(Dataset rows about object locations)
==========

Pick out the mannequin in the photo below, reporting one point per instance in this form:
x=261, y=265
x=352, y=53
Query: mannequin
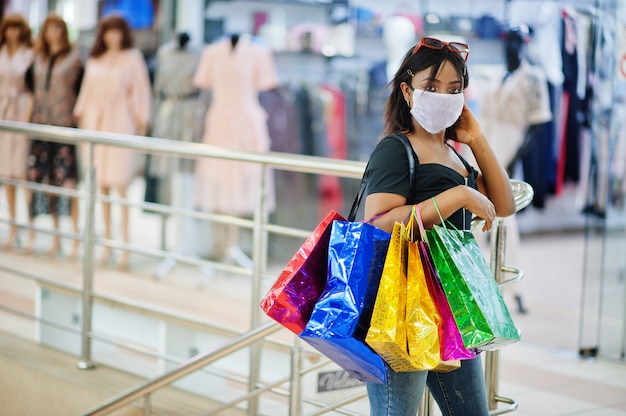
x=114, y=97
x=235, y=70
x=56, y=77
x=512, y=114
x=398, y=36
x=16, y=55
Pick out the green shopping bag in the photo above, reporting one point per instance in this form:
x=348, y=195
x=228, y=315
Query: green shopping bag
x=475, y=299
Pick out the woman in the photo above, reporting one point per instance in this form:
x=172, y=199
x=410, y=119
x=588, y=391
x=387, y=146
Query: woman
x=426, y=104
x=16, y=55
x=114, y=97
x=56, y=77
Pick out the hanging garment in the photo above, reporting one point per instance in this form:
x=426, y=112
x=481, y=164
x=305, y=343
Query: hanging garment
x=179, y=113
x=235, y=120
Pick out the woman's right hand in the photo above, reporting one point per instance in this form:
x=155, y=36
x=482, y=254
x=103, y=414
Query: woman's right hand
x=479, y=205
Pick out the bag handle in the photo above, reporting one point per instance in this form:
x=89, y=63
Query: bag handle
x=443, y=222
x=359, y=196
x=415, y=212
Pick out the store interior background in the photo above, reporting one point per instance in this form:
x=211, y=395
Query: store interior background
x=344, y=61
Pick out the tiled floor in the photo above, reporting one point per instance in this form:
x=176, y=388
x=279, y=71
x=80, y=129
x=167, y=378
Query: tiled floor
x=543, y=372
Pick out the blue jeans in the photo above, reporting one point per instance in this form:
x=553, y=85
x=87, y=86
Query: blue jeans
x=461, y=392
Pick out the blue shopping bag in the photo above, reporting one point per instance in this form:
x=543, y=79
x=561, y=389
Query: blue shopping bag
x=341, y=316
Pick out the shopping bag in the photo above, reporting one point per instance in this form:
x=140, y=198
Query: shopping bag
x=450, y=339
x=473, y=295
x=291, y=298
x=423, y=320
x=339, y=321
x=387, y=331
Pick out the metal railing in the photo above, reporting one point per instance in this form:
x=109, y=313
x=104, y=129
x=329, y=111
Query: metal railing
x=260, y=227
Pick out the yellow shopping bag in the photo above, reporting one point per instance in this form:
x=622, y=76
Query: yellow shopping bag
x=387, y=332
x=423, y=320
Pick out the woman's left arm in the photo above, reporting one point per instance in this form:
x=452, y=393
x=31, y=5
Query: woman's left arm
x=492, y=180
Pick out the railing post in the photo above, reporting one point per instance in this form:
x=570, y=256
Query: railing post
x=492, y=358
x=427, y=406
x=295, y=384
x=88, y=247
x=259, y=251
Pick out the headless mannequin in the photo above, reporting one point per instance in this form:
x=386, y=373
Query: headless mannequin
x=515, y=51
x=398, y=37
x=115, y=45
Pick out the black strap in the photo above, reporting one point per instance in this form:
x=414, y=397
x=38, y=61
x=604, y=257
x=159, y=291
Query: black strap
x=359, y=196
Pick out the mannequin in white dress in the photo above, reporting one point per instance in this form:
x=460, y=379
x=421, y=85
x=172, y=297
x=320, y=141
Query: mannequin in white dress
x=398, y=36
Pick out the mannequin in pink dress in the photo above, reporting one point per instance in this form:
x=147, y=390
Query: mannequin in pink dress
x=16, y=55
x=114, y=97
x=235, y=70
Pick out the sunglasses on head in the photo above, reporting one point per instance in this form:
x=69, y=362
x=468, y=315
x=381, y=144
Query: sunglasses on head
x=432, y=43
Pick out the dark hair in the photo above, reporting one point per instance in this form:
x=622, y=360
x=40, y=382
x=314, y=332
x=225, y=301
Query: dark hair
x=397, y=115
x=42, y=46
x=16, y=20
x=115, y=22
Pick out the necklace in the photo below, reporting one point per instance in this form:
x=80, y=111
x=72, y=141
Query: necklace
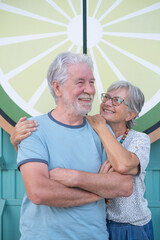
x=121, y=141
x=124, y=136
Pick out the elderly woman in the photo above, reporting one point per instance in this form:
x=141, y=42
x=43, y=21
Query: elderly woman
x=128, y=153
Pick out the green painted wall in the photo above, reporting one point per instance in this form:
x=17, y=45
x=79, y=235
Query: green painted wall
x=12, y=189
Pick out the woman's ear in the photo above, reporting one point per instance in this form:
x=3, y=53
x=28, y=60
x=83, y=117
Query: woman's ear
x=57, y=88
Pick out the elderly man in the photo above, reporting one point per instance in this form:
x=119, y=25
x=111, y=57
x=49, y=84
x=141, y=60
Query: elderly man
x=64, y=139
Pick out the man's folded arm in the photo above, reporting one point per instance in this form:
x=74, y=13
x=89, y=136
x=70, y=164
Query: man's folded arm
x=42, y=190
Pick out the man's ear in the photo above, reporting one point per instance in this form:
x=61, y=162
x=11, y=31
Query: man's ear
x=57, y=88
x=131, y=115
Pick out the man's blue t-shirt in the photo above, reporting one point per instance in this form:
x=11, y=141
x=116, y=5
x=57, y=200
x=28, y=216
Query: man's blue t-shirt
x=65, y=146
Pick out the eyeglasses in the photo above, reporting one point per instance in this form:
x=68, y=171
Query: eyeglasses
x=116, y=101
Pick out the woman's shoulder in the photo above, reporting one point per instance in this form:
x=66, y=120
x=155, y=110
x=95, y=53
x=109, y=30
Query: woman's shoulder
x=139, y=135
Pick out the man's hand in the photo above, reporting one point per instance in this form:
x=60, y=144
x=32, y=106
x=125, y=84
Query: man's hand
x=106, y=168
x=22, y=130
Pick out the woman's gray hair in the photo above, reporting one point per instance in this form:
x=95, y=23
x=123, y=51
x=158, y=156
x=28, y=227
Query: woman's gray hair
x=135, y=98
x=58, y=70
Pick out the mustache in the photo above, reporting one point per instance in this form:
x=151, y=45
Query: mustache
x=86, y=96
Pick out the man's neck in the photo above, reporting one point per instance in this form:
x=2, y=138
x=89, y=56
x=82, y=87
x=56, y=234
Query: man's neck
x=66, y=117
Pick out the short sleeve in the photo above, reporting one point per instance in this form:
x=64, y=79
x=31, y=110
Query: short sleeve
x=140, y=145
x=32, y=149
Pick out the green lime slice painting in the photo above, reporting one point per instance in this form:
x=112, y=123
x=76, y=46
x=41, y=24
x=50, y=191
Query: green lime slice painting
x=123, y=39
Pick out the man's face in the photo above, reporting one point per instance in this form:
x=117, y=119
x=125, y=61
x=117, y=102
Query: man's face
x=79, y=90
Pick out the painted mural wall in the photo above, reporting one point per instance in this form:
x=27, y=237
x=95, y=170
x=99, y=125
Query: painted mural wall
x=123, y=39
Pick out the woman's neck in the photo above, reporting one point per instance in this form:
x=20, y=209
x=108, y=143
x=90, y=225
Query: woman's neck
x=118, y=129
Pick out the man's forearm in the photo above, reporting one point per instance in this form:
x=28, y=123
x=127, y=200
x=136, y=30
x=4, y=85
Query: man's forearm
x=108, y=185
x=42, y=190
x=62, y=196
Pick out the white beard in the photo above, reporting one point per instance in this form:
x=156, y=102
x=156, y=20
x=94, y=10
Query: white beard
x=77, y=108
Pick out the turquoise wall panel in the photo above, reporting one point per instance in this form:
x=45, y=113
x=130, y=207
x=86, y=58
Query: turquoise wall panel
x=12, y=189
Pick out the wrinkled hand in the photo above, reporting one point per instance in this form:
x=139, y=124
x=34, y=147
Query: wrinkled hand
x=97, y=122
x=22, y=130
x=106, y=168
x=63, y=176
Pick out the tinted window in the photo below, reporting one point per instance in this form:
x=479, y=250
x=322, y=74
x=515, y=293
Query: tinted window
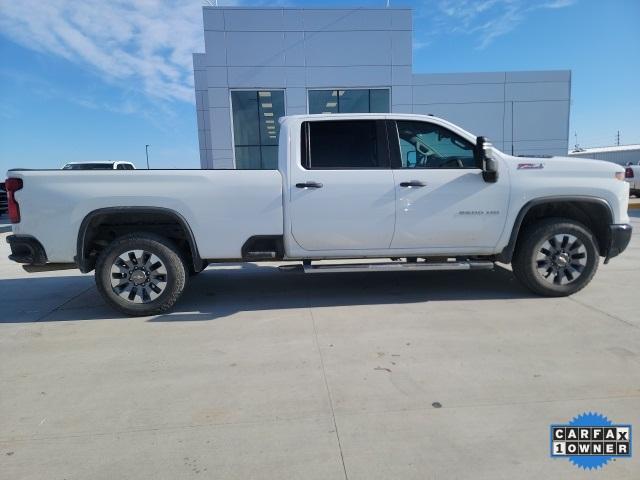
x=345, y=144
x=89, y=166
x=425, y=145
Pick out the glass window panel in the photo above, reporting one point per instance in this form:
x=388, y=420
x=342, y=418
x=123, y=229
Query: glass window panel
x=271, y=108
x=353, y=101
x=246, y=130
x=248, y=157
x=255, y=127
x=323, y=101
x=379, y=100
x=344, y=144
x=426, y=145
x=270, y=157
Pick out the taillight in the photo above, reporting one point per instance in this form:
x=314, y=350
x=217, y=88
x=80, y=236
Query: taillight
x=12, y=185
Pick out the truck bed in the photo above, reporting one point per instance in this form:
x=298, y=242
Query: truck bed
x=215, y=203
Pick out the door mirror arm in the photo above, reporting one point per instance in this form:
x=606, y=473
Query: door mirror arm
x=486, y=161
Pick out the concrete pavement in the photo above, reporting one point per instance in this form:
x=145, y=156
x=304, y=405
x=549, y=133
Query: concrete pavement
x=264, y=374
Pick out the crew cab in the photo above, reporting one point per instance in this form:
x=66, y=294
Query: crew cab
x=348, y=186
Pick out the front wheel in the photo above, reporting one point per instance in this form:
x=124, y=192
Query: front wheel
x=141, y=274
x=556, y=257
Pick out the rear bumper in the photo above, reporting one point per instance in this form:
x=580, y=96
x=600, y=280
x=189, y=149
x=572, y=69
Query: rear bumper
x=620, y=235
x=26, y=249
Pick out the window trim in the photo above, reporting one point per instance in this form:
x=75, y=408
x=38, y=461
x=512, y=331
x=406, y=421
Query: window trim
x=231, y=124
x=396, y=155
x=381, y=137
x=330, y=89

==========

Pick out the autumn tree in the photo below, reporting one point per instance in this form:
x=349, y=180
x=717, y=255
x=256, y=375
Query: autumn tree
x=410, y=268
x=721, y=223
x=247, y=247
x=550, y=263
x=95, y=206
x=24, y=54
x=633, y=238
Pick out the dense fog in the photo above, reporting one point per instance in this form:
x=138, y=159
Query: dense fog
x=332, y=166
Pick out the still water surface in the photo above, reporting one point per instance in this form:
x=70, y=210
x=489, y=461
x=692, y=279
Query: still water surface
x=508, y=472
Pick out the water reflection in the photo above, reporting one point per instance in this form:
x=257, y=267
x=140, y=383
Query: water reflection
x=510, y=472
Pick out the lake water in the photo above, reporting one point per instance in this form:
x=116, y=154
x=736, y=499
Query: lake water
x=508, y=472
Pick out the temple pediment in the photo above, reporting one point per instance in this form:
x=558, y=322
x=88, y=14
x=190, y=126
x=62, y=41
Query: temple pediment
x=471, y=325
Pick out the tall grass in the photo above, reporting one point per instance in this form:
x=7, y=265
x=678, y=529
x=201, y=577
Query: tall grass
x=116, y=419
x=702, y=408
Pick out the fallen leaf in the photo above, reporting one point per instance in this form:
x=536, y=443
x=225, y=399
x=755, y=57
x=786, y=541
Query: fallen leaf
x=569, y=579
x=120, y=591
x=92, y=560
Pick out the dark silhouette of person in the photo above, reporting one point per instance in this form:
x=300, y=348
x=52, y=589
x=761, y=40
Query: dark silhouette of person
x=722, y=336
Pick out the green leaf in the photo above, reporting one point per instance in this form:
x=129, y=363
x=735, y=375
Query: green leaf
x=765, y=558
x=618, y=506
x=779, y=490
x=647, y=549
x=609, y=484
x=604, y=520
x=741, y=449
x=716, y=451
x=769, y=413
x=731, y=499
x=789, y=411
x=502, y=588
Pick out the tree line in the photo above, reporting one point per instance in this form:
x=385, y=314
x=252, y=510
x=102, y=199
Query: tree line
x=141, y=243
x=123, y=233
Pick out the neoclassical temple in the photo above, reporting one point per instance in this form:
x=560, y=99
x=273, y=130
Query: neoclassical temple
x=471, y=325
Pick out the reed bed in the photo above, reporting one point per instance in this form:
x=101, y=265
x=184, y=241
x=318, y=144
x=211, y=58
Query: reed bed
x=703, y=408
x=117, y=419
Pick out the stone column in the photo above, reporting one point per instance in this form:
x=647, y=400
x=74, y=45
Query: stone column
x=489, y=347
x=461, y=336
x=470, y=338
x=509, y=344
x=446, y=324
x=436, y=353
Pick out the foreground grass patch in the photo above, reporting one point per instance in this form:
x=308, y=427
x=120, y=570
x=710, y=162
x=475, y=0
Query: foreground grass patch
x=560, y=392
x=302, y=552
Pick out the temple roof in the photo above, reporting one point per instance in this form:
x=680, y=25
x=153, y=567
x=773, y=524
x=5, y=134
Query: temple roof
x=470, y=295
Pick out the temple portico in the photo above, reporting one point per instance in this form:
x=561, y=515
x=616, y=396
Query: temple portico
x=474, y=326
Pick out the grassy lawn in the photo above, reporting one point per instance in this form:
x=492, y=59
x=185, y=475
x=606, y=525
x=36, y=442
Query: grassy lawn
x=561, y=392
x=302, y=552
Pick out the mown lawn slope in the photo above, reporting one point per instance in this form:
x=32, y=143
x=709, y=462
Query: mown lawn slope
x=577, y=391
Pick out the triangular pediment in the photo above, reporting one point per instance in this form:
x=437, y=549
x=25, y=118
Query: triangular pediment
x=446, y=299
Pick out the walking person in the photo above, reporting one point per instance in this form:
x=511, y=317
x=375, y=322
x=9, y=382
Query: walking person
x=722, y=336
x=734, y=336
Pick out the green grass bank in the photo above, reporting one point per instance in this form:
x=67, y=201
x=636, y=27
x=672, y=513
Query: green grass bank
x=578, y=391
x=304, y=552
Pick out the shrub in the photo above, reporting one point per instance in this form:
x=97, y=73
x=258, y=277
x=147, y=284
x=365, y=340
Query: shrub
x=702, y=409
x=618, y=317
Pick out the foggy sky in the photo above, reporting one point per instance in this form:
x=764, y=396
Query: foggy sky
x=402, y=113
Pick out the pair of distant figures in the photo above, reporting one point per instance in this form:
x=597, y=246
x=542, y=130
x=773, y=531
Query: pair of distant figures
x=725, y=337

==========

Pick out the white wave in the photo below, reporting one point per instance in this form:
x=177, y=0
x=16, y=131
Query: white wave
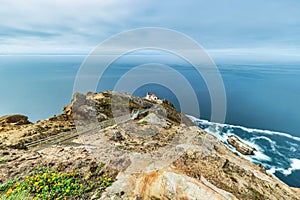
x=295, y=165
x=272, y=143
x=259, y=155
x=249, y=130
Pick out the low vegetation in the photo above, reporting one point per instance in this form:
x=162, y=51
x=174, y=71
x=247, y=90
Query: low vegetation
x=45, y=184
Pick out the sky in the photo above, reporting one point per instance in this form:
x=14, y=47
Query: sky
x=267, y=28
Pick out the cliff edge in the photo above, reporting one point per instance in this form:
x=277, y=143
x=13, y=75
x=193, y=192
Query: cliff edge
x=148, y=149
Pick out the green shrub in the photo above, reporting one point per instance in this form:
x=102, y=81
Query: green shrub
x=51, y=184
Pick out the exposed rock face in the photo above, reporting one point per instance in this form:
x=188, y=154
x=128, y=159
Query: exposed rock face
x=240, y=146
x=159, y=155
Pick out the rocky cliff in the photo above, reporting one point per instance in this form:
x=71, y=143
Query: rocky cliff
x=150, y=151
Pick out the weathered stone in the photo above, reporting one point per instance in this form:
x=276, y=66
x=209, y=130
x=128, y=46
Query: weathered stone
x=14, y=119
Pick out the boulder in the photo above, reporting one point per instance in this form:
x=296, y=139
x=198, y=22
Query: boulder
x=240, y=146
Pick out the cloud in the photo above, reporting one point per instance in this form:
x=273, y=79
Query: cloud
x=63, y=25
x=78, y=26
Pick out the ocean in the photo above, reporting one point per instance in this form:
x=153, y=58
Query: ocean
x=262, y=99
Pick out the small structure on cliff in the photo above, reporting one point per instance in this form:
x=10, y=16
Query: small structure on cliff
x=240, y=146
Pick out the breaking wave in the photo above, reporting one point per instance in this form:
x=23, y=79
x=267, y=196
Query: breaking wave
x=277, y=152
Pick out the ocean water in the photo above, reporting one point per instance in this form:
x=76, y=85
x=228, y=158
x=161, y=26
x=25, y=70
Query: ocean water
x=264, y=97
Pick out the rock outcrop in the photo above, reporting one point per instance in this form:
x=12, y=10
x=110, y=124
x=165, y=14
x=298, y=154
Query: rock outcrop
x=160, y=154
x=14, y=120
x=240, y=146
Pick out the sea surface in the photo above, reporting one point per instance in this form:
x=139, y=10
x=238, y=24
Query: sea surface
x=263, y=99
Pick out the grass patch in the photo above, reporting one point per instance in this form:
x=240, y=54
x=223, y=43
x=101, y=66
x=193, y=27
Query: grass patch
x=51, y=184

==========

* **Work to be completed**
Can you output every line from the one containing "Pick out the mannequin in the" down through the one containing "x=235, y=120", both included, as a JSON list of strings with one string per line, omitting blank lines and pictures?

* **Solved exercise**
[
  "Pick out the mannequin in the photo below, reporting one point per instance in this form:",
  "x=261, y=265",
  "x=352, y=53",
  "Query: mannequin",
  "x=114, y=97",
  "x=235, y=70",
  "x=56, y=77",
  "x=512, y=114",
  "x=398, y=36",
  "x=16, y=55",
  "Pick out the green shopping bag in the photo above, reporting one point per instance in this form:",
  "x=348, y=195",
  "x=228, y=315",
  "Query: green shopping bag",
  "x=475, y=299",
  "Pick out the woman in the photo above, reporting one point per instance in this form:",
  "x=172, y=199",
  "x=410, y=119",
  "x=588, y=391",
  "x=387, y=146",
  "Query: woman",
  "x=426, y=104",
  "x=16, y=55",
  "x=114, y=97",
  "x=56, y=77",
  "Pick out the hanging garment in the photo above, reporting one point per instance in this form:",
  "x=426, y=112",
  "x=481, y=164",
  "x=305, y=343",
  "Query: hanging garment",
  "x=179, y=113",
  "x=235, y=120"
]